____ Given entries

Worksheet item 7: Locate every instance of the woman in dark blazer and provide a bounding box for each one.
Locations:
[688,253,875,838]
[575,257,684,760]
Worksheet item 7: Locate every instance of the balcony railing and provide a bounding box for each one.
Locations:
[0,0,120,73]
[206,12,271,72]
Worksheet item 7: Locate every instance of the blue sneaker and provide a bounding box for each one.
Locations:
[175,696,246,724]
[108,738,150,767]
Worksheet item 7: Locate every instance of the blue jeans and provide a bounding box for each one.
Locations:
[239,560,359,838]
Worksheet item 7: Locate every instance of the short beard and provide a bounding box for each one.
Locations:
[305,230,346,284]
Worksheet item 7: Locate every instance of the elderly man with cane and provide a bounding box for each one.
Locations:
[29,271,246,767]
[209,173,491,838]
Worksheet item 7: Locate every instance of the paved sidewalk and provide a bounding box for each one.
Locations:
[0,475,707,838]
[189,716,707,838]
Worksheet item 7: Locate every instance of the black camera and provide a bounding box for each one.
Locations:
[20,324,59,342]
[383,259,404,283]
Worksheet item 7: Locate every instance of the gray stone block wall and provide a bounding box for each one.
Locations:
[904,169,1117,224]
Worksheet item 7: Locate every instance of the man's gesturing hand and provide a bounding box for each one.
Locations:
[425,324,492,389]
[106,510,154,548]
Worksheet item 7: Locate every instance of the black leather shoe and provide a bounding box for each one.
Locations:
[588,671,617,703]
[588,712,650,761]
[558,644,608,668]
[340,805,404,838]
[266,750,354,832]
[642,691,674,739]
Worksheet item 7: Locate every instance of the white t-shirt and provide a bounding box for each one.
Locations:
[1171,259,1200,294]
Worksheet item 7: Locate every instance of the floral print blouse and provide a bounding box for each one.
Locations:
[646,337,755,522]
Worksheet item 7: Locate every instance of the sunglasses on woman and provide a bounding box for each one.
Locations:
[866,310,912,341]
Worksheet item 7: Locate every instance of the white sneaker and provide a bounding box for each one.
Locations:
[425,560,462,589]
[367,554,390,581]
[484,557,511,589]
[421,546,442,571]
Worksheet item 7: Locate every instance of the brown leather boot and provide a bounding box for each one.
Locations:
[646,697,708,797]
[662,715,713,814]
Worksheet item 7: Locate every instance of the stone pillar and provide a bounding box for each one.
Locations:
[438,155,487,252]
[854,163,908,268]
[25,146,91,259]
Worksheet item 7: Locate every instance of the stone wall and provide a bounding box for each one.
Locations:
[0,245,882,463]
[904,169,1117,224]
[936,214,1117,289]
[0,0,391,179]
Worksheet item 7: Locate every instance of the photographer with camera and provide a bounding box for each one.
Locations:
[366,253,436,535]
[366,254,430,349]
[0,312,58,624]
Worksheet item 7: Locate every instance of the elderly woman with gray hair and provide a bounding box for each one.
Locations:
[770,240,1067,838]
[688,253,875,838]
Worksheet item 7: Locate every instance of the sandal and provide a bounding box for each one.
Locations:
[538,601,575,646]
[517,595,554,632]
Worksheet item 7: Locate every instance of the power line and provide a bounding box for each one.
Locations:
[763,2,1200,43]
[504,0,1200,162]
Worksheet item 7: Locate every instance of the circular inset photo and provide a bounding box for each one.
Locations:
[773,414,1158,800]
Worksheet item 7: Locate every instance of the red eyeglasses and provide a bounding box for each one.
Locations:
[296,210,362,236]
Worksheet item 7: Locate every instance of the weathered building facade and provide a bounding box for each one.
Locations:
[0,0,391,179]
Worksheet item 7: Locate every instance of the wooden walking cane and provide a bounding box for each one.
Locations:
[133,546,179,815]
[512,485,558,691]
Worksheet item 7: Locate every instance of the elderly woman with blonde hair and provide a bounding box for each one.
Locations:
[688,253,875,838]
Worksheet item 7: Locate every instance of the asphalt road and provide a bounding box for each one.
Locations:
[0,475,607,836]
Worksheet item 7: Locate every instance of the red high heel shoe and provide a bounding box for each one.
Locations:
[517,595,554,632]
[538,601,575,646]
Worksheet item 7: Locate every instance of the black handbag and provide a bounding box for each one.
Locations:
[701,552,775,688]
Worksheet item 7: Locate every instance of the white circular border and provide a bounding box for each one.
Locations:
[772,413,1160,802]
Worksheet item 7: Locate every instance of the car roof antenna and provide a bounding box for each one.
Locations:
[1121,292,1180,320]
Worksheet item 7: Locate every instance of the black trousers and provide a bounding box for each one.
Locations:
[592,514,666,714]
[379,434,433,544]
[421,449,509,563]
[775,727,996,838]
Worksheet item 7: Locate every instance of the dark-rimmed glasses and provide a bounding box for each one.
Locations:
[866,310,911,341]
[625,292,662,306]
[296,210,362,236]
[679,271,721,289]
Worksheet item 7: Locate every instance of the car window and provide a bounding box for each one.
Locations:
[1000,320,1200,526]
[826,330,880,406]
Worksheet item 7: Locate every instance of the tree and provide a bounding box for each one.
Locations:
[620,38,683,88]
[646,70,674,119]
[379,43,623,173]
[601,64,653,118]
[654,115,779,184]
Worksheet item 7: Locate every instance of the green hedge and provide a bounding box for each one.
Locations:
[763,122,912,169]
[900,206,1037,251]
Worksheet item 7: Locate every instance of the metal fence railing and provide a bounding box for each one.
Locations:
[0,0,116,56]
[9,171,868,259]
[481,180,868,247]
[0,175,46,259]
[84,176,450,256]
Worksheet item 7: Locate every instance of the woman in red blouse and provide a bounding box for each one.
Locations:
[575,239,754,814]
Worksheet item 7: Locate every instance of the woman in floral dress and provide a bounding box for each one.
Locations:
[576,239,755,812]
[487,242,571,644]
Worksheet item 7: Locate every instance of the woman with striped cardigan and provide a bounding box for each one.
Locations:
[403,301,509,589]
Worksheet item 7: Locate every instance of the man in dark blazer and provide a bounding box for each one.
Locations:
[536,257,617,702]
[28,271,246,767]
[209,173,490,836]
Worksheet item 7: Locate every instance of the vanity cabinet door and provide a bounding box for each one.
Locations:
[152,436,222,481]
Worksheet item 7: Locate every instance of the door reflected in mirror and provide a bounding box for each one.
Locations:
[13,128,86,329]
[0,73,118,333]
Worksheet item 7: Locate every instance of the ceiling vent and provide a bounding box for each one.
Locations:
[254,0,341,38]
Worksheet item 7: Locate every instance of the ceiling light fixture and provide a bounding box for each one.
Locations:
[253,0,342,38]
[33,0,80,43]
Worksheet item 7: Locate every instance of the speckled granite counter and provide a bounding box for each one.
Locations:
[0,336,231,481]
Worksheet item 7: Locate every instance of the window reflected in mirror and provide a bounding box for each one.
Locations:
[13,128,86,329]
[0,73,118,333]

________

# [Description of the task]
Lay out each line of the records above as a Markdown table with two columns, Row and Line Text. Number the rows in order and leave out any blank lines.

# [Solution]
| Row | Line Text |
|---|---|
| 1 | Worksheet item 7: Locate every instance of the woman in dark blazer and provide a bounding box for each one. |
| 2 | Locations: |
| 3 | [688,253,875,838] |
| 4 | [575,257,684,760] |
| 5 | Worksheet item 7: Locate every instance of the balcony railing and provide a bounding box for each one. |
| 6 | Locations: |
| 7 | [0,0,120,73] |
| 8 | [206,12,271,72] |
| 9 | Worksheet item 7: Locate every instance of the blue sneaker and provide a bounding box for each one. |
| 10 | Locations: |
| 11 | [175,696,246,724] |
| 12 | [108,738,150,767] |
| 13 | Worksheet item 7: Locate every instance of the blue jeans and provide a bounding box for each one. |
| 14 | Locations: |
| 15 | [239,560,359,838] |
| 16 | Worksheet item 7: Locate every instance of the short beard and provide a bounding box for each one. |
| 17 | Locations: |
| 18 | [305,230,346,284] |
| 19 | Worksheet item 7: Locate every instance of the elderly man with cane and provide a bounding box for each one. |
| 20 | Locations: |
| 21 | [29,271,246,767] |
| 22 | [209,173,491,838] |
| 23 | Worksheet item 7: Locate every instance of the paved sidewalk and provide a bounding box for each one. |
| 24 | Locations: |
| 25 | [0,475,707,838] |
| 26 | [189,716,707,838] |
| 27 | Worksheet item 7: Locate every instance of the black camera and provide a bounding box for each one. |
| 28 | Locations: |
| 29 | [20,324,59,342] |
| 30 | [383,259,404,283] |
| 31 | Worksheet item 7: Locate every instance of the gray stone block wall and provide a bounding box for each one. |
| 32 | Locations: |
| 33 | [904,169,1117,224] |
| 34 | Worksheet item 7: Locate every instance of the man's gesturing hand and provide a bounding box for each one. |
| 35 | Locations: |
| 36 | [425,324,492,389] |
| 37 | [106,510,154,548] |
| 38 | Worksheet item 7: Locate every instance of the black leather shoe and provide a bounding box for each one. |
| 39 | Locations: |
| 40 | [588,671,617,703] |
| 41 | [588,712,650,761] |
| 42 | [558,644,608,668] |
| 43 | [340,805,404,838] |
| 44 | [266,750,354,832] |
| 45 | [642,691,674,739] |
| 46 | Worksheet item 7: Locate every instance of the white t-shirt and provide a bounding box for each one. |
| 47 | Locations: |
| 48 | [1171,259,1200,294] |
| 49 | Worksheet item 7: Locate every instance of the floral print blouse and provide a bounding box for each one. |
| 50 | Locations: |
| 51 | [646,337,755,522] |
| 52 | Worksheet item 7: Locate every instance of the sunglasses on woman and provide a bounding box for each one. |
| 53 | Locations: |
| 54 | [866,310,912,341] |
| 55 | Worksheet item 7: Locate every instance of the white sneaker and provide a bounding box for each one. |
| 56 | Locations: |
| 57 | [425,560,462,589] |
| 58 | [367,554,390,581] |
| 59 | [484,557,511,589] |
| 60 | [421,546,442,571] |
| 61 | Worksheet item 7: Locate every instance of the brown leather boot and provide a bounding box for each one. |
| 62 | Locations: |
| 63 | [646,697,708,797] |
| 64 | [662,715,713,814] |
| 65 | Worksheet item 7: Locate every instance of the stone pillar and provide a bounding box for each one. |
| 66 | Locations: |
| 67 | [438,155,487,252] |
| 68 | [854,163,908,268] |
| 69 | [25,146,91,259] |
| 70 | Worksheet item 7: Locate every instance of the stone wall and provide a bounding box for each one. |
| 71 | Locations: |
| 72 | [0,245,882,463] |
| 73 | [904,169,1117,224] |
| 74 | [936,214,1117,289] |
| 75 | [0,0,391,179] |
| 76 | Worksheet item 7: Locate every instance of the photographer with camera and provide a bounding box for each one. |
| 77 | Locations: |
| 78 | [366,253,436,535] |
| 79 | [366,254,430,349] |
| 80 | [0,312,58,624] |
| 81 | Worksheet item 7: Locate every instance of the elderly woman with gray hair and provide a bounding box for each one. |
| 82 | Locations: |
| 83 | [770,240,1067,838] |
| 84 | [688,253,875,838] |
| 85 | Worksheet item 7: Locate every instance of the sandal and provide a bounding box for each one. |
| 86 | Locations: |
| 87 | [538,601,575,646] |
| 88 | [517,595,554,632] |
| 89 | Worksheet item 7: Locate every instance of the power line and provide a bounding box for each one. |
| 90 | Locations: |
| 91 | [763,2,1200,43] |
| 92 | [504,0,1200,162] |
| 93 | Worksheet item 7: Locate every instance of the circular inset photo and provide a bounding box for each one. |
| 94 | Locations: |
| 95 | [773,414,1158,800] |
| 96 | Worksheet item 7: Locate every instance of the red eyeglasses and provide a bounding box for each one. |
| 97 | Locations: |
| 98 | [296,210,362,236] |
| 99 | Worksheet item 7: Locate every instance of the weathered building facade and provide a bounding box for each one. |
| 100 | Locations: |
| 101 | [0,0,391,179] |
| 102 | Worksheet item 7: Locate every instance of the wooden walking cane and provide a bounding box for each one. |
| 103 | Locations: |
| 104 | [133,546,179,815] |
| 105 | [512,485,558,691] |
| 106 | Worksheet item 7: Locate every instance of the elderly woman with blonde hair and provide a bounding box for each one. |
| 107 | Locations: |
| 108 | [688,253,875,838] |
| 109 | Worksheet item 7: Locate every instance of the asphalt road and provide a bounding box for each one. |
| 110 | Locations: |
| 111 | [0,475,607,836] |
| 112 | Worksheet item 7: Locate every instance of the red high heel shoe and provide a bounding box for each one. |
| 113 | Locations: |
| 114 | [517,595,554,632] |
| 115 | [538,601,575,646] |
| 116 | Worksheet item 7: Locate every instance of the black handbag and provide a bounding box for each one. |
| 117 | Locations: |
| 118 | [701,552,775,688] |
| 119 | Worksheet item 7: Locate every instance of the white circular border and provide a bounding box for each one. |
| 120 | Locations: |
| 121 | [772,413,1160,802] |
| 122 | Worksheet item 7: Locate every instance of the car roof antenna and provide a bounding box for each one. |
| 123 | Locations: |
| 124 | [1121,292,1180,320] |
| 125 | Worksheet item 7: Locate every instance of the black trousers and provide a bounding box for each one. |
| 126 | Locations: |
| 127 | [592,514,666,714] |
| 128 | [379,434,433,544] |
| 129 | [421,449,509,563] |
| 130 | [775,727,996,838] |
| 131 | Worksheet item 7: Locate every instance of the dark-rimmed glasses and provide a bounding box for each one. |
| 132 | Locations: |
| 133 | [866,310,911,341] |
| 134 | [625,292,662,306] |
| 135 | [296,210,362,236] |
| 136 | [679,271,721,289] |
| 137 | Worksheet item 7: Locate every instance of the car window and provide a bounding box for each one. |
| 138 | Locations: |
| 139 | [1000,320,1200,526] |
| 140 | [826,330,880,406] |
| 141 | Worksheet item 7: Locate every instance of the tree and provide a bounding box for each one. |
| 142 | Locations: |
| 143 | [620,38,683,88] |
| 144 | [646,70,674,119] |
| 145 | [379,43,623,173] |
| 146 | [601,64,653,118] |
| 147 | [654,115,779,184] |
| 148 | Worksheet item 7: Locate every instance of the green hedge and provide a bounding box for each one. |
| 149 | Locations: |
| 150 | [763,122,912,169] |
| 151 | [900,206,1037,251] |
| 152 | Worksheet item 7: Locate every instance of the metal fence railing and provide a bounding box for each one. |
| 153 | Locations: |
| 154 | [0,0,116,56] |
| 155 | [9,171,868,259] |
| 156 | [481,180,868,247] |
| 157 | [0,175,46,259] |
| 158 | [84,176,450,256] |
| 159 | Worksheet item 7: Locate every instance of the woman in red blouse and provide a bounding box for each one. |
| 160 | Locations: |
| 161 | [575,239,754,814] |
| 162 | Worksheet item 7: Locate every instance of the woman in floral dress and provide a bounding box for each one. |
| 163 | Locations: |
| 164 | [576,239,755,812] |
| 165 | [487,242,571,644] |
| 166 | Worksheet item 7: Locate every instance of the woman with striped cardigan and provide a bounding box for each one. |
| 167 | Locations: |
| 168 | [403,301,509,589] |
| 169 | Worksheet item 7: Locate every instance of the man in dark blazer and provide a bounding box for each one. |
| 170 | Locations: |
| 171 | [536,257,617,702] |
| 172 | [28,271,246,767] |
| 173 | [209,173,490,836] |
| 174 | Worksheet item 7: Locate every instance of the vanity cabinet door and provide a bounding box for each one. |
| 175 | Locations: |
| 176 | [152,436,222,481] |
| 177 | Worksheet item 7: Locate every instance of the door reflected in mirror and provide a bounding box for each one. |
| 178 | Locations: |
| 179 | [13,128,86,329] |
| 180 | [0,73,118,333] |
| 181 | Worksheet item 7: Locate every instance of the ceiling vent and provide a bounding box for each one. |
| 182 | Locations: |
| 183 | [254,0,341,38] |
| 184 | Worksheet item 7: Locate every instance of the ceiling light fixture and provide a bounding box for each one. |
| 185 | Locations: |
| 186 | [253,0,342,38] |
| 187 | [33,0,80,43] |
| 188 | Worksheet item 7: Locate every instance of the speckled granite counter and provide a bounding box for each one. |
| 189 | Locations: |
| 190 | [0,336,231,481] |
| 191 | Worksheet item 7: Locate every instance of the window reflected in mirror and provide a bounding box for each one. |
| 192 | Locations: |
| 193 | [13,128,86,329] |
| 194 | [0,73,118,333] |